(Data listing)
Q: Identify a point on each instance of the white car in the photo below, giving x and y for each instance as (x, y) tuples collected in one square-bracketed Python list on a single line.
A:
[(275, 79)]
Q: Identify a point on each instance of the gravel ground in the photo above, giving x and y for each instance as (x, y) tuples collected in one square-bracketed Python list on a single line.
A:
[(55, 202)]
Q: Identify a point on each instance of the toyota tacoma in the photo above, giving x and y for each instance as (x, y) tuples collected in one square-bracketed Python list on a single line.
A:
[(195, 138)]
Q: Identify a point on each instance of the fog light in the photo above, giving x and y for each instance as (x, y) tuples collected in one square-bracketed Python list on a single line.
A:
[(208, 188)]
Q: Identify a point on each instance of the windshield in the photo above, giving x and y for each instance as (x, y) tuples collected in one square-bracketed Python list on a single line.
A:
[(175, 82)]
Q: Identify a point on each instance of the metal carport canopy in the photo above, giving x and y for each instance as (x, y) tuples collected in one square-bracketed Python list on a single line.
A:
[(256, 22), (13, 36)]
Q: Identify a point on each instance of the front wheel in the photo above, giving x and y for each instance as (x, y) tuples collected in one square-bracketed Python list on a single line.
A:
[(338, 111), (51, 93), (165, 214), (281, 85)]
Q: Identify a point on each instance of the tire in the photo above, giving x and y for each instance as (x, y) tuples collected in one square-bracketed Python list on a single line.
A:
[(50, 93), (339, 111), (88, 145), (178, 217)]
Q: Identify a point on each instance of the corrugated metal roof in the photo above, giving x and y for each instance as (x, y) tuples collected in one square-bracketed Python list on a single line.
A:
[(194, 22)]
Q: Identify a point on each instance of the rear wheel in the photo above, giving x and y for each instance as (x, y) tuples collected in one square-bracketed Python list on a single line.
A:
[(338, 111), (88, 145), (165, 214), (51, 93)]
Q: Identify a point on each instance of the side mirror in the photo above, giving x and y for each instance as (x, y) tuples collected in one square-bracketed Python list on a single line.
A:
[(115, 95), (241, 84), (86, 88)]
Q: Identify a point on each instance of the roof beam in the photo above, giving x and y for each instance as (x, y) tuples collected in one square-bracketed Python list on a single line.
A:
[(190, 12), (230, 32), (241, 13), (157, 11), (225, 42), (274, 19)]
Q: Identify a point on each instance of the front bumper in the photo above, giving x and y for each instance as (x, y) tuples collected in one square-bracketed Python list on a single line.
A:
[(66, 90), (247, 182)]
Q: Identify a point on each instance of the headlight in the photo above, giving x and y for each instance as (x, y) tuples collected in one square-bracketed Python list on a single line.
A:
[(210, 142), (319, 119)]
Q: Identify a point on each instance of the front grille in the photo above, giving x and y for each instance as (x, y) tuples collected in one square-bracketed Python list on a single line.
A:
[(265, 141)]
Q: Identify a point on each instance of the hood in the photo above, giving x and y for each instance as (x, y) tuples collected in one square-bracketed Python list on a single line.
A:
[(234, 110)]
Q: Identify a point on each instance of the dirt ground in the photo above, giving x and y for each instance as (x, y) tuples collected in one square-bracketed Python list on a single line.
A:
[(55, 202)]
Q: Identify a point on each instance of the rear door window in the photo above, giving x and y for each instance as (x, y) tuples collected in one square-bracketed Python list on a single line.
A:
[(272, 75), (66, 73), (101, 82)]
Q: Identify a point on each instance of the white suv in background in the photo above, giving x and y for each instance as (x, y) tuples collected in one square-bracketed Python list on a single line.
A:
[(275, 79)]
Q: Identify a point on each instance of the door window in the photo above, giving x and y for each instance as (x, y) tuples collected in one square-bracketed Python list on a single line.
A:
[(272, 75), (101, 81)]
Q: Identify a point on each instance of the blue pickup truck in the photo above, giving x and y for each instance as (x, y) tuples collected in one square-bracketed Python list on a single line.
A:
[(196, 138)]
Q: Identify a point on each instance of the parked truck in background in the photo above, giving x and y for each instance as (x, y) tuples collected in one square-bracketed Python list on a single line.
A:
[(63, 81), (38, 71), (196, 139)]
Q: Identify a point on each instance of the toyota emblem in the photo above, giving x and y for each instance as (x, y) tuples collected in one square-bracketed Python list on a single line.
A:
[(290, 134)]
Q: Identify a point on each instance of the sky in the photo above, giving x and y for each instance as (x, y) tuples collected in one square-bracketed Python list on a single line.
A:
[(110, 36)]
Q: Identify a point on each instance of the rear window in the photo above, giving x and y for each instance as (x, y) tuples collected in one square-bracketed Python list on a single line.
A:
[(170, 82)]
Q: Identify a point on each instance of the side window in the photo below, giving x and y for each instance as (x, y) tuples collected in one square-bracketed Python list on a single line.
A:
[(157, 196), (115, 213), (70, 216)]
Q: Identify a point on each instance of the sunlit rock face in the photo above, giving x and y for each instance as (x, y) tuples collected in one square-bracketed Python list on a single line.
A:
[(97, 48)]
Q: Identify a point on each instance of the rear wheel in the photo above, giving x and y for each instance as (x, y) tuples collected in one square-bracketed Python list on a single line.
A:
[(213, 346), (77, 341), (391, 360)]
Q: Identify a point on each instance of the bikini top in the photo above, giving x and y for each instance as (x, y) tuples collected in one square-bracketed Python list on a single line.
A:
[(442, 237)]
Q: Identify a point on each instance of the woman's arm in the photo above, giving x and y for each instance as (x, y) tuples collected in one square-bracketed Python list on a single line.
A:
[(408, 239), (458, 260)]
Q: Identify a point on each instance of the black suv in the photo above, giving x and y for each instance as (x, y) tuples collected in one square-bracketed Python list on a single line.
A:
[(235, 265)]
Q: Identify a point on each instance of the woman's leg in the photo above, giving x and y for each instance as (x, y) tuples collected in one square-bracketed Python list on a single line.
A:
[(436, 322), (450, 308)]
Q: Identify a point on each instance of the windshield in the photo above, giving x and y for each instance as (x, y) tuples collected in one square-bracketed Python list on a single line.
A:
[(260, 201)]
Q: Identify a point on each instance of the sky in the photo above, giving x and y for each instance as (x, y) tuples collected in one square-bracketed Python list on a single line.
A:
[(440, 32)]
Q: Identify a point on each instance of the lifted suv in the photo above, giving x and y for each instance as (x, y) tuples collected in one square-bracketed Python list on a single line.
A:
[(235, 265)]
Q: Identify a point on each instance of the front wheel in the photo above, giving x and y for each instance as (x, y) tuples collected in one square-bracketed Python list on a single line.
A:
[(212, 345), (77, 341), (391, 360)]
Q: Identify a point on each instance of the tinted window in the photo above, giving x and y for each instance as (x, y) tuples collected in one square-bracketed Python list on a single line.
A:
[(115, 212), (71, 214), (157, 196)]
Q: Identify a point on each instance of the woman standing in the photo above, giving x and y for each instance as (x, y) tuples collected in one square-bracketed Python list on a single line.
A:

(What you are asked to do)
What you give back must match the records word for word.

(Answer section)
Q: Identify a point on each instance of the white car in the photo below, giving x and y for each instance as (x, y) tuples collected in one square-bracketed Python list on a single line.
A:
[(275, 79)]
Q: Identify a point on each instance of the gravel ground in the photo above, giving x and y for each instance as (x, y) tuples collected in one square-bracketed Python list on a single line.
A:
[(55, 202)]
Q: Identify a point on each instance of the toyota tacoma in the photo above, giving x and y for each instance as (x, y) tuples collected in one square-bracketed Python list on a single line.
A:
[(195, 138)]
Q: Identify a point on each instance of the fog light in the photo above, giving x and y for each instance as (x, y) tuples collected in one square-bracketed Python list on a single line.
A:
[(208, 188)]
Q: Identify a point on each instance of the windshield in the photo above, giving x and y for each instance as (x, y) tuples collected in one square-bracketed Python list on a single line.
A:
[(175, 82)]
Q: Identify a point on each instance of the metal carport canopy in the photo above, giving x and y for each instance as (x, y) tuples collected in one square-bracketed Python list on a single line.
A:
[(256, 22), (13, 36)]
Q: Identify a point on each instance of the front wheel in the photo above, giving x and y for each instance as (x, y) tuples collected in one square-bracketed Python list on a single line.
A:
[(338, 111), (51, 93), (165, 214), (281, 85)]
Q: Identify a point on each instance of the tire in the photo above, giving x and y for each instance as (x, y) tuples collected in one square-bracketed Python list on a single line.
A:
[(50, 93), (339, 111), (88, 145), (178, 217)]
Q: Identify a point on each instance of the corrugated metal roof in the photo above, giving x and y for each instance as (x, y) tuples collected in one square-bracketed Python list on a single line.
A:
[(194, 22)]
Q: Identify a point on each instance of the rear wheel in the photo above, giving x and y for each instance as (x, y) tuples collected in one square-bracketed Python list on a single line.
A:
[(338, 111), (88, 145), (165, 214), (51, 93)]
Q: Identify a point on each instance of the side mirror in the photo above, giving x and y for each instance as (x, y) tuples collected in one square-bracketed Python list on a single line.
A:
[(115, 95), (241, 84), (86, 88)]
Q: Identify a point on each instance of the roof beam in the photo above, giving x and y for each instance as (x, y) tuples collected in one square-bracketed Python list on a single line.
A:
[(190, 12), (230, 32), (241, 13), (157, 11), (225, 42), (274, 19)]
Q: Identify a point on each instance of the front bumper in the photo above, giving x and y for each instance as (x, y) tuples collected in one square-bracketed Python list on a single line.
A:
[(66, 90), (247, 182)]
Q: Identify a point on each instance of the headlight in the photo above, giving x and y for each instance as (x, y) tuples collected in one square-bracketed Python list on a single line.
A:
[(210, 142), (319, 119)]
Q: Identify a point on each instance of the front grille in the photo above, giving x and y for each instance as (x, y) tuples collected in one square-bracketed Python list on a single line.
A:
[(265, 141)]
Q: Identify a point on each instance of the hood in the photo above, giving x and y for each instance as (x, y) tuples collected in one square-bracketed Python list on a single line.
A:
[(234, 110)]
Q: Identify a point on each instance of the dirt ground in the photo above, giving x and y for each instance as (x, y) tuples collected in one square-bracketed Python list on a single line.
A:
[(55, 202)]
Q: Identify a point on each instance of the rear door window in the photo above, giving x and y for each instance as (x, y) tuples collected in one square-bracketed Python list on a single line.
A:
[(272, 75), (66, 73), (101, 82)]
Q: Identify a point on each instance of the white suv in background in the photo above, giving x and y for each instance as (x, y) tuples collected in one square-bracketed Python list on a single line.
A:
[(275, 79)]
Q: Identify a point on each instance of the door window in the photo above, giving x and y for each instance as (x, y) tuples collected in one square-bracketed Python list on a single line.
A:
[(272, 75), (101, 81)]
Q: Identify a point on each instance of the blue pickup truck in the photo above, giving x and y for each instance as (x, y) tuples collected in one square-bracketed Python list on a single line.
A:
[(196, 138)]
Q: Identify a point on each instance of the parked truck in background in the photo above, giving x and y for each instance as (x, y) tuples collected in one square-bracketed Python list on a single line.
A:
[(63, 81), (38, 71), (196, 139)]
Q: Identify a point on each instance of the toyota emblem in the photo above, giving x and y for each instance as (x, y) tuples collected in one square-bracketed Python list on a single line.
A:
[(290, 134)]
Q: Identify a point on each instance of the sky in the photo above, giving x and y for each instance as (x, y) tuples collected in one square-bracketed Python list on a single line.
A:
[(110, 36)]
Q: Identify a point on each instance of the rear window in the photo above, giving x and y for each instance as (x, y) tuples collected in one square-bracketed Python list on a single line.
A:
[(170, 82)]
Q: Identify a point on each instance of the side window in the photo below, giving x and y for each instance as (x, y) tuples collected in one square-bracketed Python list on a single line.
A:
[(157, 196), (115, 213), (70, 216)]
Q: Identify a point on each instance of the sunlit rock face in the photo above, giving x and y for each instance as (x, y) tuples collected in one square-bracketed Python list on a single line.
A:
[(97, 48)]
Q: Identify a point on each instance of the rear wheel in the photo above, giving x and y for each instance as (x, y) tuples collected in one square-bracketed Python list on a single line.
A:
[(213, 346), (77, 341), (391, 360)]
Q: Identify a point on each instance of the bikini top in the photo above, giving x and y for each instance as (x, y) tuples collected in one square-bracketed Python list on a single line.
A:
[(442, 237)]
Q: Identify a point on each instance of the woman's arm in the photo above, giving x and y for each instance as (x, y) tuples collected in one square-bracketed Python list on a single line.
A:
[(408, 239), (458, 260)]
Q: Identify a point on each instance of the black suv in the photo above, giving x and y for each instance as (x, y) tuples collected in one square-bracketed Python list on a single line.
A:
[(235, 265)]
Q: Identify a point on each instance of the woman's leg in the photo above, giving x and y for each instance as (x, y) tuples collected in one square-bracketed Python list on a single line.
A:
[(436, 322), (450, 308)]
Q: Identify a point on each instance of the windshield in the photo above, giving x and y for each instance as (x, y) tuples collected in one square-bracketed Python list on a single line.
A:
[(260, 201)]
Q: Identify a point on each instance of the sky in the photo above, giving x and y for each instance as (x, y) tuples collected in one square-bracketed Python list on a single line.
A:
[(440, 32)]
Q: Identify a point on each instance of the lifted suv in the photo above, giving x and y for each instance as (x, y) tuples collected in one square-bracketed Python list on a single line.
A:
[(235, 265)]
Q: Identify a point on each instance of the front wheel in the photo above, giving x and y for each instance as (x, y) tuples collected in one square-bracketed Python list on a single line.
A:
[(212, 345), (77, 341), (391, 360)]
Q: Identify a point on each instance of the tinted window in the photo above, giving x and y for each instance as (x, y) tuples collected in one square-bracketed Python list on a single line.
A:
[(115, 212), (71, 214), (157, 196)]
Q: Identify a point on each instance of the woman standing in the photo above, giving x and y for each instance as (x, y) tuples collected in one square-bracketed Python list on a single line.
A:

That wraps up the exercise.